■ Enunciado 1 ■
Liste os nomes dos autores creditados na reportagem sobre Robert F. Smith.
■ Enunciado 2 ■
Dê prosseguimento à reportagem sobre Robert F. Smith a partir da última frase apresentada.

Robert Smith: o bilionário e filantropo que fez fortuna com um negócio duvidoso

Investigações indicam que o famoso empresário americano usou contas offshore para sonegar impostos

Robert Smith: o bilionário e filantropo que fez fortuna com um negócio duvidoso
Robert F. Smith, fundador da Vista Equity Partners (Foto: Chester Higgins Jr./The New York Times)
  • Ao longo dos últimos cinco anos, Robert F. Smith se tornou um dos bilionários e filantropos mais conhecidos dos Estados Unidos
  • Nesse período, ele doou US$ 20 milhões para o Museu Nacional Smithsonian de História e Cultura Afro-Americana. Outras dezenas de milhões foram para parques florestais, pesquisa sobre câncer de mama, entre outros
  • Mas, segundo o ministério público dos Estados Unidos, ele está envolvido no maior esquema de sonegação de impostos da história do país

(Peter Whoriskey, Yeganeh Torbati e Keith L. Alexander / Bloomberg) – Ao longo dos últimos cinco anos, Robert F. Smith se tornou um dos bilionários e filantropos mais conhecidos dos Estados Unidos.

■ Registros armazenados ■
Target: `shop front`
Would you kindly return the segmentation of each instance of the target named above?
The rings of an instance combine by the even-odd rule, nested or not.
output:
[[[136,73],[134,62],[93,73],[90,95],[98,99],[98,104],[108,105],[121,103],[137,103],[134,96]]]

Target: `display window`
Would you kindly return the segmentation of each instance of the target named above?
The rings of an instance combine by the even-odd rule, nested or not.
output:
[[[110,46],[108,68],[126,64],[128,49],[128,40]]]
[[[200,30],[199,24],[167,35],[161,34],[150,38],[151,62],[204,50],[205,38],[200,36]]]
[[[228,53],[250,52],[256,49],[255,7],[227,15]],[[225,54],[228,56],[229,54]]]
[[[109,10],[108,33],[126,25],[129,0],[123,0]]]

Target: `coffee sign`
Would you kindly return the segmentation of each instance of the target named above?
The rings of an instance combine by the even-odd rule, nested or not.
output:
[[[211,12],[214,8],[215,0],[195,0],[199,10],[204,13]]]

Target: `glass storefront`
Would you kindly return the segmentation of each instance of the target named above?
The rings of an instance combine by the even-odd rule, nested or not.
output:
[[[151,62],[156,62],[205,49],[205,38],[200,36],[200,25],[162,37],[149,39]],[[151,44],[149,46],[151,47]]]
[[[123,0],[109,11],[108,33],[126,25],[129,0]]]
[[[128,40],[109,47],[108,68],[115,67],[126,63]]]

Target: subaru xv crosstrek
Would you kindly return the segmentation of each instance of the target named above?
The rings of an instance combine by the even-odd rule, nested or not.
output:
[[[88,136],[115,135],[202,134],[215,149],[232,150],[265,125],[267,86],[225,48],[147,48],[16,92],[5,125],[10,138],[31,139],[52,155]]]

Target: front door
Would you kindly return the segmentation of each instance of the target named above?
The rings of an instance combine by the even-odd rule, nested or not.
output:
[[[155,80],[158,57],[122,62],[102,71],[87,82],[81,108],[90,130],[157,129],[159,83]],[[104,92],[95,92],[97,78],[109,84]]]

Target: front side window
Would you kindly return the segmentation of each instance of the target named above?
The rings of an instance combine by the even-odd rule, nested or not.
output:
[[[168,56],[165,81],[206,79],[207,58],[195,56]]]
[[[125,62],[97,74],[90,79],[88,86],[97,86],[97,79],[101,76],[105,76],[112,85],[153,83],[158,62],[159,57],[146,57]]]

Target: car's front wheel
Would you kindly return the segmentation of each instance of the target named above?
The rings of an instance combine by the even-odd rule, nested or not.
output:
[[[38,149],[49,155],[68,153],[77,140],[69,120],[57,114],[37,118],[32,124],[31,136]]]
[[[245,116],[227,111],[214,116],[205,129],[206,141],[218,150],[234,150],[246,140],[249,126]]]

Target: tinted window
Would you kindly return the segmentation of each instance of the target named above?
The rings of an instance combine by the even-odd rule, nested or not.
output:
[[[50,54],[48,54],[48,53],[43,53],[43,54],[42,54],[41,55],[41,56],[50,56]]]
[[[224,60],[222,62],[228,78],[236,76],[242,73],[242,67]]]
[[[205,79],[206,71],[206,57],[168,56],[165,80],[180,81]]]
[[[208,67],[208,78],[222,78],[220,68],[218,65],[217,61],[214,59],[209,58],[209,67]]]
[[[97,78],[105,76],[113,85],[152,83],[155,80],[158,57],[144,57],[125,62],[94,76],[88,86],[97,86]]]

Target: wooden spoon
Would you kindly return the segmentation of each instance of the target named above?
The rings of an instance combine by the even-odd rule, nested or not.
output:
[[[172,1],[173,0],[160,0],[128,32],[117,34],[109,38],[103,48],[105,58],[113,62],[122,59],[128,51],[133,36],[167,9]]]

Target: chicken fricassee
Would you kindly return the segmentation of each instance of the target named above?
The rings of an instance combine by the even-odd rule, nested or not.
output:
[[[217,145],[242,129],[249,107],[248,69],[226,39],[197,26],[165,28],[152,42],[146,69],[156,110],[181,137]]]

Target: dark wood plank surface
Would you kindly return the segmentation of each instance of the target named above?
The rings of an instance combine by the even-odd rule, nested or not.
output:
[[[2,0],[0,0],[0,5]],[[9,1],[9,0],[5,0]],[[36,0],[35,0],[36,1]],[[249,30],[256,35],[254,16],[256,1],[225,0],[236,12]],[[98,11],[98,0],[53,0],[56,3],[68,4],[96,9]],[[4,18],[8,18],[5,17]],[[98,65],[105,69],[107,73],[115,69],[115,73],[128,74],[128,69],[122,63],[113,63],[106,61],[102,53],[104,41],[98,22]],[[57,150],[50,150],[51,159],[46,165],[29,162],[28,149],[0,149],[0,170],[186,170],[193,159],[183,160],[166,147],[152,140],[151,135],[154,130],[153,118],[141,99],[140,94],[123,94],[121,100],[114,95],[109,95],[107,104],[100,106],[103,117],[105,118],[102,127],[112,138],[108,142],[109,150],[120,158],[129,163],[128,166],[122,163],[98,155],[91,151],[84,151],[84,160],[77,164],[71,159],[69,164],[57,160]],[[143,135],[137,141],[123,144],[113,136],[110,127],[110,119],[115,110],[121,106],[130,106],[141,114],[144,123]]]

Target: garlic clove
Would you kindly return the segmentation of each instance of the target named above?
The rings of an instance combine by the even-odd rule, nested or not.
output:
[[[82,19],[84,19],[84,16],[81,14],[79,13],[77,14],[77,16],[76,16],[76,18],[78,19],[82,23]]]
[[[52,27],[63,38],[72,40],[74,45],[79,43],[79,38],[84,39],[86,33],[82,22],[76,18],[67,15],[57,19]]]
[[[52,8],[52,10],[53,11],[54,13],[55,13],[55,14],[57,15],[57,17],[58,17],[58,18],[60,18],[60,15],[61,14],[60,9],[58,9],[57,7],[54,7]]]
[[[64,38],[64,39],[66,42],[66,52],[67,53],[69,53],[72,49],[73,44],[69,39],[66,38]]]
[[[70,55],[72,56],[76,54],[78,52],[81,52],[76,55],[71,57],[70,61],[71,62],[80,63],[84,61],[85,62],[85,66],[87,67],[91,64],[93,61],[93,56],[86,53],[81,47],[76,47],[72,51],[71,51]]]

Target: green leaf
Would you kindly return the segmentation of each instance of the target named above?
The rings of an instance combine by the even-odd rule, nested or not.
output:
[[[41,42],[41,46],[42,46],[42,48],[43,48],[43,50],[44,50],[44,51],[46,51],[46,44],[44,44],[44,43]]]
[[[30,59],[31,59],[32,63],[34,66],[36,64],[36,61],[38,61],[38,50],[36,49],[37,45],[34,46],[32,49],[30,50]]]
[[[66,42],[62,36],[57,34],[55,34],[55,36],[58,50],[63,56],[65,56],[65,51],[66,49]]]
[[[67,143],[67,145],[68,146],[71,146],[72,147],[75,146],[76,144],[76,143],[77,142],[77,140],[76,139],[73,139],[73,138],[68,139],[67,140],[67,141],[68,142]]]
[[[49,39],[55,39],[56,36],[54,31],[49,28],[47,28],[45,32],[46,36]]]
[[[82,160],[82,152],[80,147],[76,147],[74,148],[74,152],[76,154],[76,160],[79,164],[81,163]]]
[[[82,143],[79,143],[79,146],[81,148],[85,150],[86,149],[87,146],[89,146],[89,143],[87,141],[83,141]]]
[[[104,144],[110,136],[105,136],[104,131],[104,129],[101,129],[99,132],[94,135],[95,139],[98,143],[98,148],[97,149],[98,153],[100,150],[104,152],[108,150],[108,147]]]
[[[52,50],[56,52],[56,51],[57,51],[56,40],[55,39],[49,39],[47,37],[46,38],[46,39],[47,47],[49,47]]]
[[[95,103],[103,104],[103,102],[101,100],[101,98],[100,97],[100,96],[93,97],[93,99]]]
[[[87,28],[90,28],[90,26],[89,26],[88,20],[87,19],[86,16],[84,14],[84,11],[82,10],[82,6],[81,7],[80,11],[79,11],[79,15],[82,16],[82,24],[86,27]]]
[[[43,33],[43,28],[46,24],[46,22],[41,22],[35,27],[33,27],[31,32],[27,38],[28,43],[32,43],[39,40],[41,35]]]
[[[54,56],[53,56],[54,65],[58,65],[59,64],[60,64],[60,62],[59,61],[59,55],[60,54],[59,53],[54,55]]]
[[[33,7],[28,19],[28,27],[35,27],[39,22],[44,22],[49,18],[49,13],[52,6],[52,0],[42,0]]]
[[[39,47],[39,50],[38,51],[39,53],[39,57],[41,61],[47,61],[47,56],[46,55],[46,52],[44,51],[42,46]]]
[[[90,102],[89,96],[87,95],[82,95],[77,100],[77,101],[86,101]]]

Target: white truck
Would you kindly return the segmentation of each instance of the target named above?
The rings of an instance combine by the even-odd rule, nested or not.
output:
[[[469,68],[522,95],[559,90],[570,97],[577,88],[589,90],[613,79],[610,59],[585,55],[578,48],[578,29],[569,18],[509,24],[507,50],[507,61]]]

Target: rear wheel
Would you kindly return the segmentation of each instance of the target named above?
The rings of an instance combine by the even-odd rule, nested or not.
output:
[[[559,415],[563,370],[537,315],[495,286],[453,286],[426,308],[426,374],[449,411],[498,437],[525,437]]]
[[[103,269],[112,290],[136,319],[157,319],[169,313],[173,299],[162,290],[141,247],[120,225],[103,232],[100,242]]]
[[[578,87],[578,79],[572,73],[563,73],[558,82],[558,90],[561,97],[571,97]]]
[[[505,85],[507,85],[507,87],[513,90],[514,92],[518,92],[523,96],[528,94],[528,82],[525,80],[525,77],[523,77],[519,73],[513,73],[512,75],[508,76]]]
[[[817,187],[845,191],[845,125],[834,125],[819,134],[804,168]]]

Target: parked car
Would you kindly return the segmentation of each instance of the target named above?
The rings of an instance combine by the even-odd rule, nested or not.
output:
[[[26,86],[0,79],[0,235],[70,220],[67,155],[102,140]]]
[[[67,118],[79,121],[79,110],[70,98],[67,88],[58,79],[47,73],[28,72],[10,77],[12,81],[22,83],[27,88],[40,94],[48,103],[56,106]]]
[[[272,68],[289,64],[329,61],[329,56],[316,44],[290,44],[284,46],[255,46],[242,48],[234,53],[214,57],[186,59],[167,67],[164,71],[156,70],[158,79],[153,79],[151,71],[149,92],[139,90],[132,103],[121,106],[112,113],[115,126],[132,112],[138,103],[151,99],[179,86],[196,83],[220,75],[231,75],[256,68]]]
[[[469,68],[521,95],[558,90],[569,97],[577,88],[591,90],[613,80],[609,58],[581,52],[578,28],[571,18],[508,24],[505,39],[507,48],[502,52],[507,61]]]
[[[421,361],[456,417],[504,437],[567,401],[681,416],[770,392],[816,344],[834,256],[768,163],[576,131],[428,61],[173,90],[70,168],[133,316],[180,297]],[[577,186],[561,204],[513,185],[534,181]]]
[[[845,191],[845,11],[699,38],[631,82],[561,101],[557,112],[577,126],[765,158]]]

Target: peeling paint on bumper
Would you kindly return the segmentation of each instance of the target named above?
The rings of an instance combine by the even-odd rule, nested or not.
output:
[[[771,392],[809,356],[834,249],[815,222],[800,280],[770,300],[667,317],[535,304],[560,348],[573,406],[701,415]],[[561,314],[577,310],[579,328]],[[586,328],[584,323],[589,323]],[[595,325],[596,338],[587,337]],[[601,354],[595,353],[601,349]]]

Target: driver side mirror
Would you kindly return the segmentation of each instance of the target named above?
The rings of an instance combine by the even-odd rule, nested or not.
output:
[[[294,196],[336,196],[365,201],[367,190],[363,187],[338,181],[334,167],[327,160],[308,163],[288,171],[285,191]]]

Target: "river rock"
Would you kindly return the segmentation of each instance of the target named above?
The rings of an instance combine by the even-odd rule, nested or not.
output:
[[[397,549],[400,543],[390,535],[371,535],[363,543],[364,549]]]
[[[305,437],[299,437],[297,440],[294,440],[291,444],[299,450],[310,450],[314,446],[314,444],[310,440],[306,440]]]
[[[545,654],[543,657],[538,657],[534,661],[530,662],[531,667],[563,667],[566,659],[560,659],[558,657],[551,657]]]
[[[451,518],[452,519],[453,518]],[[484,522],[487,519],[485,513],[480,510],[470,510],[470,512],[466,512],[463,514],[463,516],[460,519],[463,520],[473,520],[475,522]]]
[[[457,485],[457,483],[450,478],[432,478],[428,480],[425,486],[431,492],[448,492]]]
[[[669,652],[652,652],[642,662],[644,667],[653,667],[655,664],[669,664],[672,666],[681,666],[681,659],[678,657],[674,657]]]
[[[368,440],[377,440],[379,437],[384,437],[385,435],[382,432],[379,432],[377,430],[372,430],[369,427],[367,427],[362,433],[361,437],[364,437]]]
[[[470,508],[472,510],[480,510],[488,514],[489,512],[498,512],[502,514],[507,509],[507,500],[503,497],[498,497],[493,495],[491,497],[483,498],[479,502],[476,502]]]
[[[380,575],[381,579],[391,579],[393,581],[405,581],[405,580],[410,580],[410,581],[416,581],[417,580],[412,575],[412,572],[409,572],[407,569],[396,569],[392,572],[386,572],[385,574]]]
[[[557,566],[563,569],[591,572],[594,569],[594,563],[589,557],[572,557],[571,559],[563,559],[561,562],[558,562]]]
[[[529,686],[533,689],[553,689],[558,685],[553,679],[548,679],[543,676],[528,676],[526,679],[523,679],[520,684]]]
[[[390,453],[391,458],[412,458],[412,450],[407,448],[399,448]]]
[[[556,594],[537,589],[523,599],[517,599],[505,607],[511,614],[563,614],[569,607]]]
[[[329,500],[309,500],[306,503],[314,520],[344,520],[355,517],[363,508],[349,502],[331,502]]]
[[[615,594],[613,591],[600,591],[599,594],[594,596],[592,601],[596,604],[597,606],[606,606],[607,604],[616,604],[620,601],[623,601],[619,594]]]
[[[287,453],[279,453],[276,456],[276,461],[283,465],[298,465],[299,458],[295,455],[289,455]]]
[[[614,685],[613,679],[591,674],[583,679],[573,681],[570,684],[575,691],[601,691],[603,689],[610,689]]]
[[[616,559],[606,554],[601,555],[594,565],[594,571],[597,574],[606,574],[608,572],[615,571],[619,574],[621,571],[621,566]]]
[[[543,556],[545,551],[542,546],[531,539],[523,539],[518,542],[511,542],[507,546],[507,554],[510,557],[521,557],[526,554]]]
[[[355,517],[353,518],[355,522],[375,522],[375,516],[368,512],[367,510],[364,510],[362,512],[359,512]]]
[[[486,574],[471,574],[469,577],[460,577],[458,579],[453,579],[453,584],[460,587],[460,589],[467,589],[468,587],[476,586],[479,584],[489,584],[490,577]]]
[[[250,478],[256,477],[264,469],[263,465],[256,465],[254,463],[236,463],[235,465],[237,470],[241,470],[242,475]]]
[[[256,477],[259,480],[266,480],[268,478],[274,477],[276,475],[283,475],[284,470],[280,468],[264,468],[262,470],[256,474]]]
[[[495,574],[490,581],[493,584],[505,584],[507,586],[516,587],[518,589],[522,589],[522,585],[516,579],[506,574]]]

■ Resultado 1 ■
Peter Whoriskey
Yeganeh Torbati
Keith L. Alexander

■ Resultado 2 ■
Nesse período, ele doou US$ 20 milhões para o Museu Nacional Smithsonian de História e Cultura Afro-Americana. Outras dezenas de milhões foram para parques florestais, pesquisa sobre câncer de mama, para o Carnegie Hall e para pagar dívidas estudantis de uma turma de formandos do Morehouse College.

No primeiro semestre de 2020, ele pressionou o Secretário do Tesouro americano, Steven Mnuchin, e Ivanka Trump, filha do presidente, a usar US$ 10 bilhões do pacote de ajuda governamental do coronavírus para oferecer crédito a famílias de baixa renda.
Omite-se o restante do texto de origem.